■ Your task
Can you transcribe, word for word, the lines below, starting with the line that contains "Target: historic building" and continuing through the last line?

■ Records supplied
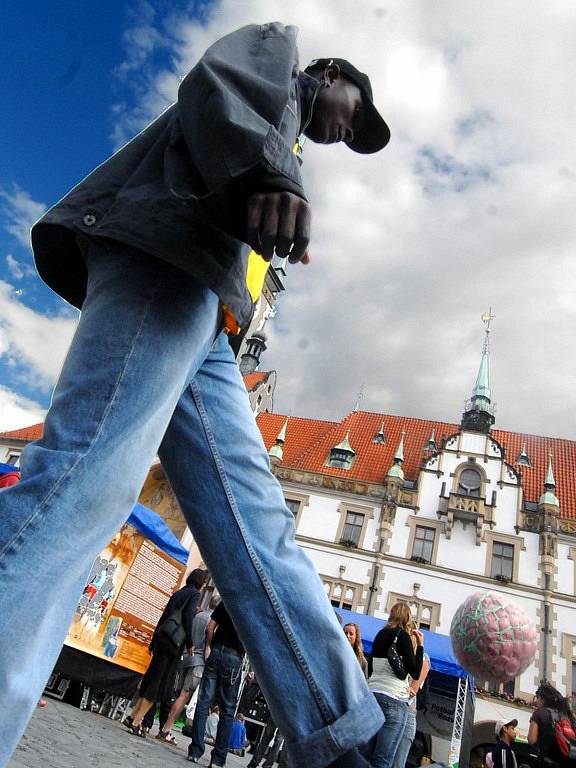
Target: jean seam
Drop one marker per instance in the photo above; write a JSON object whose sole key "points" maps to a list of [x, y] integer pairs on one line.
{"points": [[326, 711], [10, 546]]}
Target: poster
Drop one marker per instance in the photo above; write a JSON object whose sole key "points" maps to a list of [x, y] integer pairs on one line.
{"points": [[125, 593]]}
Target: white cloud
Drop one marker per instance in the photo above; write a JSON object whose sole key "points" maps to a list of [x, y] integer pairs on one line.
{"points": [[470, 206], [17, 269], [19, 211], [34, 342], [17, 411]]}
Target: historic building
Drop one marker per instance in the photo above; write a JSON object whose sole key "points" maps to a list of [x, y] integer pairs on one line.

■ Task solution
Target: historic building
Drop one marker per instance in the photo above; write a JSON object whose sole key "points" maps to a list of [x, y] integer pairs on one line.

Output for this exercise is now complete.